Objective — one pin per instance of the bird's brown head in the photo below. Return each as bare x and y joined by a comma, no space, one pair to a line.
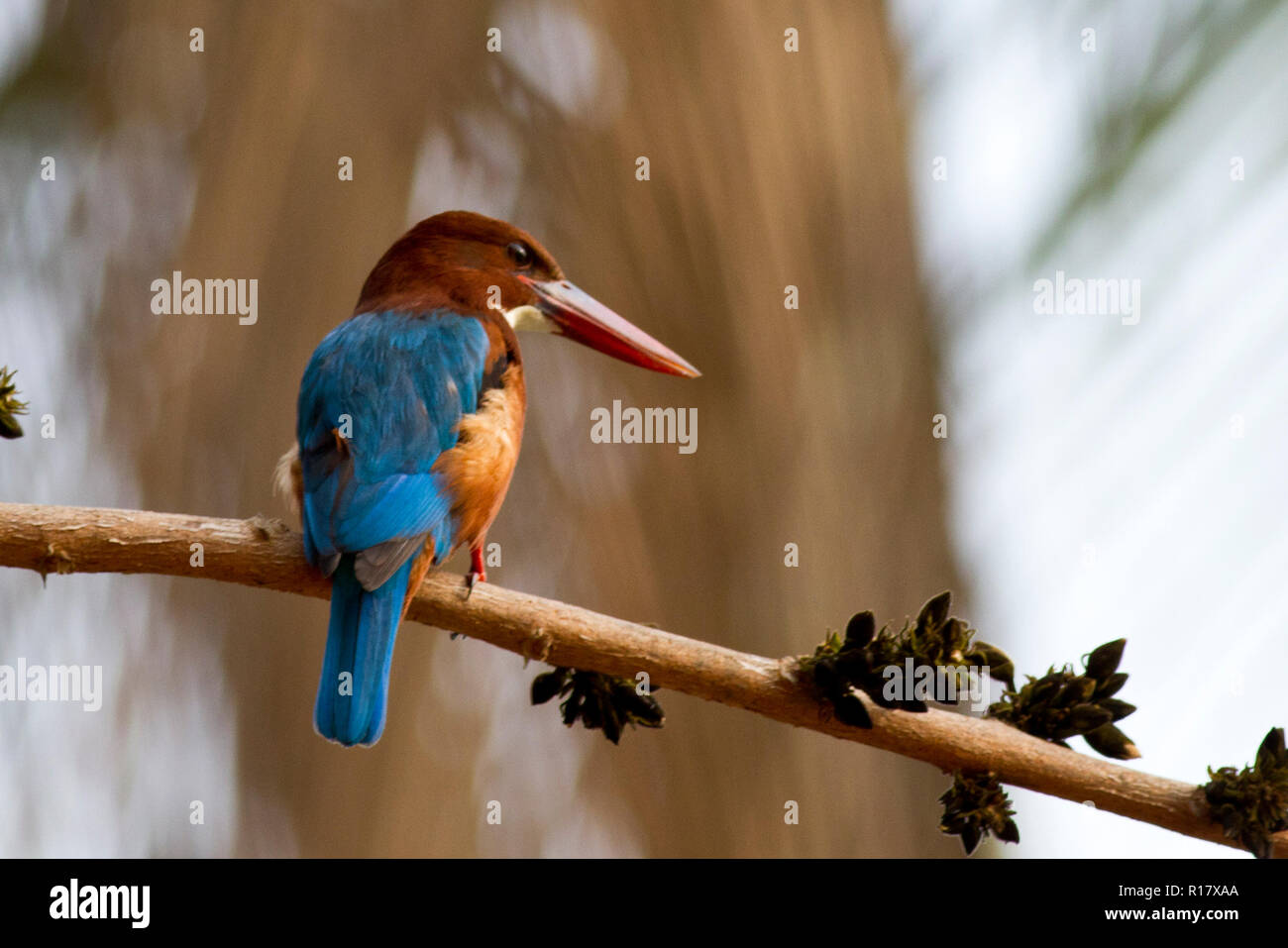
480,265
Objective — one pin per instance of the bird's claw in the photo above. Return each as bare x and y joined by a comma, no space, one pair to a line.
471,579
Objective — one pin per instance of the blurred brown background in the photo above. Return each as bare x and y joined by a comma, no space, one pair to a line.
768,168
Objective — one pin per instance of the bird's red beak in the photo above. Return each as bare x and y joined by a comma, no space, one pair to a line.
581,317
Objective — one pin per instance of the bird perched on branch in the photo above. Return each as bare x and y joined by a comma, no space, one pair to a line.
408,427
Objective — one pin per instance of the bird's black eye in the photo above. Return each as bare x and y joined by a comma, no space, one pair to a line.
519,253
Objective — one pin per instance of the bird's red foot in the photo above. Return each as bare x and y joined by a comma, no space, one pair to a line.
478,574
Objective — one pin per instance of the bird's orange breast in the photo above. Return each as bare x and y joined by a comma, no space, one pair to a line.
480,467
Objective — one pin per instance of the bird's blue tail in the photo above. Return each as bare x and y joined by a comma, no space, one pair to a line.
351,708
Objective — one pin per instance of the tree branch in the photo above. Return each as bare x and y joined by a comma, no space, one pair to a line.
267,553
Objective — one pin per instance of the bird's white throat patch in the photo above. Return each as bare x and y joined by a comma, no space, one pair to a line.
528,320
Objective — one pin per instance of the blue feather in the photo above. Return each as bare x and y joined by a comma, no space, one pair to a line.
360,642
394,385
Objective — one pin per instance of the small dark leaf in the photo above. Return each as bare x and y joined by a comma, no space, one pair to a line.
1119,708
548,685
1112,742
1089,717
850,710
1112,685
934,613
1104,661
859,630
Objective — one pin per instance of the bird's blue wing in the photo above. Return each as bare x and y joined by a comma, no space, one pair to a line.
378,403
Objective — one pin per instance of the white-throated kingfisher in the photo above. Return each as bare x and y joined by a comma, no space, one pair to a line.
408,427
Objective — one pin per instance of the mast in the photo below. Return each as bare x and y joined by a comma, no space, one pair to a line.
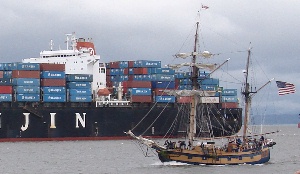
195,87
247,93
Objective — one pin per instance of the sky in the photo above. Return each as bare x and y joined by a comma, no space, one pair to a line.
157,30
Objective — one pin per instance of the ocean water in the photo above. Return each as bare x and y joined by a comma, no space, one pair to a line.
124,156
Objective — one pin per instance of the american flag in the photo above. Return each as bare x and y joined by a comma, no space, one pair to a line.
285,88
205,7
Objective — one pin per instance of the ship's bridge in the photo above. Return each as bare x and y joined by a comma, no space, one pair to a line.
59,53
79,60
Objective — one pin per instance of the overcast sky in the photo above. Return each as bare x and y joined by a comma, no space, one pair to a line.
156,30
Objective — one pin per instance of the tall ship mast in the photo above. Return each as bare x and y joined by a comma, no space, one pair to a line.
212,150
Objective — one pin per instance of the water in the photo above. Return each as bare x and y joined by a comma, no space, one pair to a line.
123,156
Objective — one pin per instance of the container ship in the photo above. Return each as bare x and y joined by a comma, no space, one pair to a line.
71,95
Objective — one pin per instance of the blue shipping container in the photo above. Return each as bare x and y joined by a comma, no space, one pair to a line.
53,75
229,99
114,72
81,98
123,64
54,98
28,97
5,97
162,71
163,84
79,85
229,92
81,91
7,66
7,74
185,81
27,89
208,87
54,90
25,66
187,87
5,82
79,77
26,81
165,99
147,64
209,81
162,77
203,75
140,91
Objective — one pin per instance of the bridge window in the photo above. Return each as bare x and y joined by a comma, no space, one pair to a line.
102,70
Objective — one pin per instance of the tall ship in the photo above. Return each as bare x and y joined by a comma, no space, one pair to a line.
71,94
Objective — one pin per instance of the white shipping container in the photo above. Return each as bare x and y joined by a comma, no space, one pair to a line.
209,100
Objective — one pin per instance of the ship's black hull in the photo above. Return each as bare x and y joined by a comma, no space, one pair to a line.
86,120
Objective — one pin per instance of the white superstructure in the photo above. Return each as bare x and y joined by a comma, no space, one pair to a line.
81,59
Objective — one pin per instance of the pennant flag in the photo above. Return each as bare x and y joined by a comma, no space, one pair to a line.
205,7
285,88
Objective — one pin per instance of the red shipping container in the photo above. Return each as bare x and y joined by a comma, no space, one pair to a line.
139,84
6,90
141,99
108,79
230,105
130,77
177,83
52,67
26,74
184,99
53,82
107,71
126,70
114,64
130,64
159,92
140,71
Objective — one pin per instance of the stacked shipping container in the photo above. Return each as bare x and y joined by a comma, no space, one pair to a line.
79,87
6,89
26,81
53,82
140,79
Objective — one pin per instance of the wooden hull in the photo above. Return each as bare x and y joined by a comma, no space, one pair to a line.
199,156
···
• **WHAT IS NEEDED**:
Transcribe the records word for word and include no pictures.

• **EXERCISE ANSWER**:
Objective — one pin per instance of the bird's brown head in the photo below. Return each as bare x and y joined by a comma, no space, one pair to a line.
480,265
Objective — one pin per instance of the bird's claw in the photo above. Return each as bare x and y joined by a comma, no space, one pair to a line.
471,579
Objective — one pin per instance of the blurred brown background in the photo above. Return each as bare x and y joined by a comma, no space, one pair to a line.
768,168
Objective — one pin per instance of the bird's red beak in the photo above. Return each as bare x and y joined by a comma, no space, one pair to a line.
581,317
Objective — one pin per instance of the bird perched on branch in the photo above. Return each as bare x and y joined by a comma, no space, one pair to a line.
408,427
Objective — one pin per instance of the bird's black eye in the photo above. Return each as bare x and y joined by a comma, no space, one pair to a line.
519,253
Objective — one pin per instance of the bird's red foot in the photo above. Return each as bare x and y joined by a comma, no space, one pair to a line.
478,574
Objective — one pin per instance of the bird's orange breast in the photo above. Return each as bare x and y joined by a comma, no space, one pair to a line.
480,467
Objective — one pin per instance of the bird's blue tail in the photo above. Return each as bare x and y joined by a comma, no space, one pair to a line.
351,708
Objective — one pin per instance of the tree branch in the photo above. Return each as bare x and y joined by a comma, no space, one pair to a line.
267,553
Objective — one pin per instance of the bird's white throat patch in the photo above. Return each as bare x and y joined by a comma, no space, one pair to a line.
528,320
Objective — one pin per instance of the blue feather in the photo above. Return each as bare x and y joined by a comma, no space, one pair to a line.
360,642
394,385
Objective — one pin per instance of the small dark leaf in the photo above. Return each as bare x and y joined by a comma, no space, one pair to a line.
1119,708
548,685
1112,742
1089,717
850,710
1112,685
934,613
1104,661
859,630
Objective — one pin per instance of the bird's blue wing in the photo above. Return each as bare x and y joined by a comma, no space, one pair to a line.
378,403
Objective — one pin per instance of the white-throated kingfisher in the photo above. Return each as bare x and y joined by a comma, no space, one pair to a line.
408,427
Objective — one pin per instance of the mast in the photo below. Return each as bare x and y joined by a comma, no space, one pair to a line.
195,87
247,93
Objective — one pin per instance of the sky in the photo above. Return each as bare x and y joined by a comma, no space, one pair to a line.
157,30
Objective — one pin per instance of the ocean water in the photo above. Return each as bare x and y joined by a comma, no space, one pair to a line.
124,156
Objective — one pin per instance of the american flag in the photo above. Return each as bare x and y joined by a comma, no space, one pair to a line.
285,88
205,7
Objective — one pin per instance of the ship's bridge in the photo above. Return each as bare x and y joined by a comma, no space, one pair to a line.
59,53
79,60
Objective — one pin per instance of the overcast sky in the photo above. Return each as bare x and y joined by a comma, no space, one pair to a line.
156,30
Objective — one pin per instance of the tall ship mast in the photo above. Return each as bare x and y joined by a comma, no space, one pair to a line.
212,150
Objective — one pin per instance of the water in the photo above. Return each as bare x and y joined by a comma, no space, one pair to a line.
123,156
Objective — one pin per instance of the container ship in the photo above. Return each as bare x and y joined by a comma, no space, one pair to a line.
71,95
Objective — one pin per instance of the blue shipping container in the photo above. Return each as bare x and y joined by a comma, no space, one pair to a line.
53,75
229,99
114,72
81,98
123,64
54,98
28,97
5,97
162,71
163,84
79,85
229,92
81,91
7,66
7,74
185,81
27,89
208,87
54,90
25,66
187,87
5,82
79,77
26,81
165,99
147,64
209,81
162,77
203,75
140,91
Objective — one pin per instance of the bridge window in the photo above. Return each as bare x and y joined by a comma, no space, one pair to a line.
102,70
Objective — one pin per instance of the tall ship in the photo above. Return each as bare x and y joined by a comma, no space, one pair to a line.
71,94
Objective — one pin per instance of the white shipping container in the photo above. Return each as bare x and y joined by a comma, no space, one pair to a line.
209,100
Objective — one pin per instance of the ship's black hull in the photo above. Return each as bare x and y joined by a comma, no space, one pair to a line.
86,120
Objective — one pin per instance of the white superstructure in the photo above. Return each as bare x and y joined by a comma, no space, one pair to a line.
81,59
Objective — one pin per instance of the pennant flag in the photo above. Return each as bare x and y joined by a comma, no space, one pair to a line.
205,7
285,88
Objective — one pin per instance of the red shipping container in the photo above. Return each as bare x and y joined by a comma, no space, one pair to a line.
139,84
6,90
141,99
108,79
230,105
130,77
177,83
52,67
26,74
184,99
53,82
107,71
126,70
114,64
130,64
159,92
140,71
Objective — one pin per instance of the stacked shipping container in the photo above. Return each as bare x and y joined by a comma, no space, one pair to a line.
79,87
6,89
26,81
53,82
140,79
Objective — one pin per instance of the wooden hull in the photo above. Return each as bare x and y joined by a comma, no space, one pair to a line.
199,156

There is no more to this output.